- [Assignment] In the copy, keep every line below as it is and leave out the pictures.
----------
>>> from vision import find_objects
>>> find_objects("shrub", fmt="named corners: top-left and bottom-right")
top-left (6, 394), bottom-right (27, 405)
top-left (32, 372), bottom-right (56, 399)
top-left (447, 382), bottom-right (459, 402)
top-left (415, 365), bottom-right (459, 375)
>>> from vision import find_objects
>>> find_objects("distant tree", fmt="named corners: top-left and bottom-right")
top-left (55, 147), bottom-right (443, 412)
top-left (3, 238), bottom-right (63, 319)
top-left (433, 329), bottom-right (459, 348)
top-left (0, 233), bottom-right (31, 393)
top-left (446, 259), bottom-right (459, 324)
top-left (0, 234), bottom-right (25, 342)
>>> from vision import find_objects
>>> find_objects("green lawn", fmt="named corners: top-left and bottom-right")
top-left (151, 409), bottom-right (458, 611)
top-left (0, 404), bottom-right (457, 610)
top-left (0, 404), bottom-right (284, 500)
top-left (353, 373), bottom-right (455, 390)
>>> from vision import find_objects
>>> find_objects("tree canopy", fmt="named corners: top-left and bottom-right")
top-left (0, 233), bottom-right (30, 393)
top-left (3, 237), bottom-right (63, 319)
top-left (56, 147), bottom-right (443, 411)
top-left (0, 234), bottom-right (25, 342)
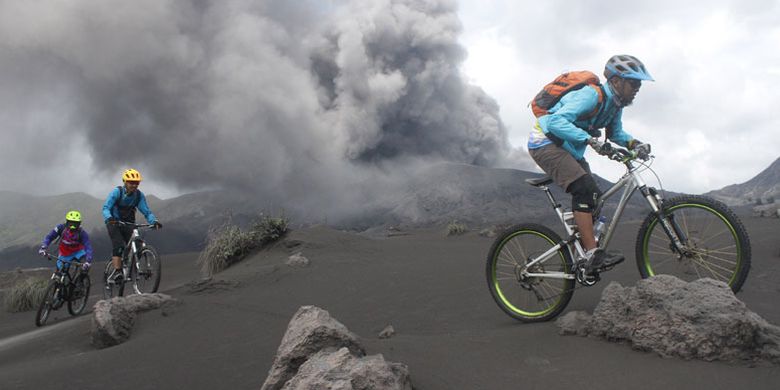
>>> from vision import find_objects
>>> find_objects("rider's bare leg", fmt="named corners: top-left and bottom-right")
top-left (112, 256), bottom-right (122, 270)
top-left (574, 211), bottom-right (597, 251)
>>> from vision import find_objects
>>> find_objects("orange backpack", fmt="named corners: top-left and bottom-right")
top-left (530, 71), bottom-right (605, 119)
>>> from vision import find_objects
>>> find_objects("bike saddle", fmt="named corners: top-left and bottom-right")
top-left (525, 176), bottom-right (553, 187)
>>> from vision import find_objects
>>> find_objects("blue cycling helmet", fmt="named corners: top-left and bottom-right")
top-left (604, 55), bottom-right (654, 81)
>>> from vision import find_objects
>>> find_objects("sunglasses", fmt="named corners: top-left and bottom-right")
top-left (625, 78), bottom-right (642, 89)
top-left (125, 181), bottom-right (140, 186)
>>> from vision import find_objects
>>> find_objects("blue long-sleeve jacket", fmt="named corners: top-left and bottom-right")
top-left (102, 187), bottom-right (157, 224)
top-left (528, 82), bottom-right (636, 160)
top-left (41, 224), bottom-right (93, 262)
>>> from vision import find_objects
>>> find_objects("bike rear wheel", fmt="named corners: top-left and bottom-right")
top-left (35, 281), bottom-right (58, 327)
top-left (486, 223), bottom-right (575, 322)
top-left (131, 245), bottom-right (161, 294)
top-left (68, 273), bottom-right (91, 316)
top-left (635, 195), bottom-right (751, 293)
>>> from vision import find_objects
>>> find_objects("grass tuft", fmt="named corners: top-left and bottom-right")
top-left (446, 221), bottom-right (467, 236)
top-left (4, 278), bottom-right (49, 312)
top-left (198, 214), bottom-right (289, 277)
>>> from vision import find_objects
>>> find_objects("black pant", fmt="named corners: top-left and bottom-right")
top-left (106, 223), bottom-right (133, 257)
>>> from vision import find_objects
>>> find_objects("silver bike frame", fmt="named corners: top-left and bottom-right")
top-left (521, 155), bottom-right (667, 281)
top-left (122, 227), bottom-right (147, 279)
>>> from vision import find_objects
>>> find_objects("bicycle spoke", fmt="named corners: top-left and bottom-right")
top-left (690, 255), bottom-right (735, 275)
top-left (690, 257), bottom-right (730, 282)
top-left (653, 256), bottom-right (679, 268)
top-left (509, 237), bottom-right (527, 264)
top-left (688, 250), bottom-right (737, 266)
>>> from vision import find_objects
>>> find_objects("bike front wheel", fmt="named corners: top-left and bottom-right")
top-left (68, 273), bottom-right (91, 316)
top-left (486, 224), bottom-right (575, 322)
top-left (635, 195), bottom-right (751, 293)
top-left (132, 245), bottom-right (161, 294)
top-left (35, 281), bottom-right (58, 327)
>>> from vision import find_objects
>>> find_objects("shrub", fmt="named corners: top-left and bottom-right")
top-left (250, 215), bottom-right (289, 244)
top-left (198, 214), bottom-right (289, 277)
top-left (4, 278), bottom-right (49, 313)
top-left (446, 221), bottom-right (467, 236)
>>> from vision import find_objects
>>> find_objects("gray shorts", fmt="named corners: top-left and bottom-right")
top-left (528, 144), bottom-right (591, 192)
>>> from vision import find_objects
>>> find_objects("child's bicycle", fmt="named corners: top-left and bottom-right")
top-left (486, 143), bottom-right (751, 322)
top-left (35, 253), bottom-right (92, 327)
top-left (103, 221), bottom-right (162, 298)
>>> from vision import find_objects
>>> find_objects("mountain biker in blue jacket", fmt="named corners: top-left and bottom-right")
top-left (39, 210), bottom-right (93, 272)
top-left (527, 55), bottom-right (653, 275)
top-left (102, 168), bottom-right (162, 282)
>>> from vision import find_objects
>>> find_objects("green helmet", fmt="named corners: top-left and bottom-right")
top-left (65, 210), bottom-right (82, 222)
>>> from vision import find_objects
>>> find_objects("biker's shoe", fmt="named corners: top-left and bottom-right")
top-left (107, 269), bottom-right (124, 284)
top-left (585, 249), bottom-right (625, 275)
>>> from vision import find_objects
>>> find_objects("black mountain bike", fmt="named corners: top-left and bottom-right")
top-left (103, 221), bottom-right (162, 298)
top-left (35, 253), bottom-right (92, 327)
top-left (486, 143), bottom-right (751, 322)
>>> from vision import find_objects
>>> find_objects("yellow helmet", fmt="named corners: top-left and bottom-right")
top-left (65, 210), bottom-right (82, 222)
top-left (122, 168), bottom-right (143, 182)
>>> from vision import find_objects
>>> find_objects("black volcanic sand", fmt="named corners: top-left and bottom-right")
top-left (1, 218), bottom-right (779, 389)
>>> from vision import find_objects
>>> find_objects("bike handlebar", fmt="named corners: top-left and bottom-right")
top-left (41, 252), bottom-right (87, 266)
top-left (108, 220), bottom-right (159, 229)
top-left (592, 141), bottom-right (652, 163)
----------
- [Expected output]
>>> from vision import find_objects
>>> find_objects("shrub", fmt="named corners: top-left and bottom-right")
top-left (6, 394), bottom-right (27, 405)
top-left (32, 372), bottom-right (56, 399)
top-left (447, 382), bottom-right (459, 402)
top-left (415, 365), bottom-right (459, 375)
>>> from vision import find_objects
>>> find_objects("distant tree", fmt="named corners: top-left and bottom-right")
top-left (55, 147), bottom-right (443, 412)
top-left (3, 238), bottom-right (63, 319)
top-left (433, 329), bottom-right (459, 348)
top-left (0, 233), bottom-right (31, 393)
top-left (446, 259), bottom-right (459, 324)
top-left (0, 234), bottom-right (25, 342)
>>> from vision import find_objects
>>> find_objects("green lawn", fmt="named corners: top-left and bottom-right")
top-left (151, 409), bottom-right (458, 611)
top-left (0, 404), bottom-right (457, 610)
top-left (0, 404), bottom-right (284, 500)
top-left (353, 373), bottom-right (455, 390)
>>> from vision import find_objects
>>> find_objects("tree canopy", fmt="named corners: top-left and bottom-right")
top-left (0, 233), bottom-right (30, 393)
top-left (3, 237), bottom-right (63, 319)
top-left (56, 147), bottom-right (443, 411)
top-left (0, 234), bottom-right (25, 342)
>>> from vision import find_objects
>>> find_objects("rider's bare leg", fmt="named corners: top-left and bottom-right")
top-left (112, 256), bottom-right (122, 270)
top-left (574, 211), bottom-right (597, 251)
>>> from vision import find_objects
>>> find_objects("orange backpack", fmt="named corners: top-left and bottom-right")
top-left (530, 71), bottom-right (605, 119)
>>> from vision import find_objects
>>> find_objects("bike saddle", fmt="named corners: top-left and bottom-right")
top-left (525, 176), bottom-right (553, 187)
>>> from vision import find_objects
>>> find_objects("blue cycling helmet", fmt="named corners: top-left and bottom-right")
top-left (604, 55), bottom-right (654, 81)
>>> from vision import find_objects
>>> find_objects("sunglasses", fmt="named corners: top-left and bottom-right")
top-left (625, 78), bottom-right (642, 89)
top-left (125, 181), bottom-right (140, 186)
>>> from vision import find_objects
>>> find_objects("blue long-sleeve jacket", fmt="named corners: top-left and bottom-right")
top-left (102, 187), bottom-right (157, 224)
top-left (528, 82), bottom-right (636, 160)
top-left (41, 224), bottom-right (93, 262)
>>> from vision import find_objects
>>> find_objects("bike rear wheel", fmt="named corners: top-left and bottom-right")
top-left (35, 281), bottom-right (58, 327)
top-left (486, 223), bottom-right (575, 322)
top-left (131, 245), bottom-right (161, 294)
top-left (68, 273), bottom-right (91, 316)
top-left (635, 195), bottom-right (751, 293)
>>> from vision import find_objects
>>> find_objects("grass tuft", fmt="named corners: top-left and bottom-right")
top-left (446, 221), bottom-right (467, 236)
top-left (4, 278), bottom-right (49, 312)
top-left (198, 214), bottom-right (289, 277)
>>> from vision import find_objects
>>> find_objects("black pant", fmt="named corners: top-left and bottom-right")
top-left (106, 223), bottom-right (133, 257)
>>> from vision import find_objects
>>> find_objects("silver bike frame", fmt="named corners: top-left and bottom-right")
top-left (521, 155), bottom-right (667, 281)
top-left (122, 227), bottom-right (147, 279)
>>> from vision import find_objects
>>> find_objects("bicycle spoke", fmt="named corners: top-left and bottom-right")
top-left (690, 255), bottom-right (735, 275)
top-left (690, 257), bottom-right (730, 282)
top-left (653, 256), bottom-right (679, 268)
top-left (509, 237), bottom-right (527, 264)
top-left (688, 250), bottom-right (737, 266)
>>> from vision import find_objects
>>> find_objects("bike front wheel", fmt="named corners: top-left and bottom-right")
top-left (68, 273), bottom-right (91, 316)
top-left (486, 224), bottom-right (575, 322)
top-left (635, 195), bottom-right (751, 293)
top-left (132, 245), bottom-right (161, 294)
top-left (35, 281), bottom-right (58, 327)
>>> from vision import find_objects
>>> find_objects("shrub", fmt="named corners: top-left and bottom-right")
top-left (250, 215), bottom-right (289, 244)
top-left (198, 214), bottom-right (289, 277)
top-left (4, 278), bottom-right (49, 313)
top-left (446, 221), bottom-right (467, 236)
>>> from vision import find_objects
>>> find_objects("gray shorts", fmt="named corners: top-left and bottom-right")
top-left (528, 144), bottom-right (591, 192)
>>> from vision import find_objects
>>> find_objects("child's bicycle", fmt="named corners: top-left and bottom-right")
top-left (486, 143), bottom-right (751, 322)
top-left (35, 253), bottom-right (92, 327)
top-left (103, 221), bottom-right (162, 298)
>>> from vision import find_objects
>>> find_objects("mountain biker in blue jacket", fmt="named corners: top-left and bottom-right")
top-left (39, 210), bottom-right (93, 272)
top-left (527, 55), bottom-right (653, 275)
top-left (102, 168), bottom-right (162, 282)
>>> from vision import find_objects
>>> find_objects("green helmet", fmt="named corners: top-left and bottom-right")
top-left (65, 210), bottom-right (82, 222)
>>> from vision import find_objects
>>> find_objects("biker's shoe", fmt="named corners: top-left and bottom-right")
top-left (107, 269), bottom-right (124, 284)
top-left (585, 249), bottom-right (625, 275)
>>> from vision import find_objects
>>> find_objects("black mountain bike", fmt="named corners: top-left and bottom-right")
top-left (103, 221), bottom-right (162, 298)
top-left (35, 253), bottom-right (92, 327)
top-left (486, 143), bottom-right (751, 322)
>>> from vision import find_objects
>>> find_objects("yellow helmet", fmt="named corners: top-left and bottom-right")
top-left (65, 210), bottom-right (82, 222)
top-left (122, 168), bottom-right (143, 182)
>>> from vision import find_objects
>>> find_objects("black volcanic sand", fmt="named corners: top-left and bottom-right")
top-left (1, 218), bottom-right (779, 389)
>>> from vision import find_objects
>>> find_objects("bike handlebar", fmt="named corners: top-left and bottom-right")
top-left (41, 252), bottom-right (87, 266)
top-left (108, 220), bottom-right (159, 229)
top-left (592, 141), bottom-right (652, 163)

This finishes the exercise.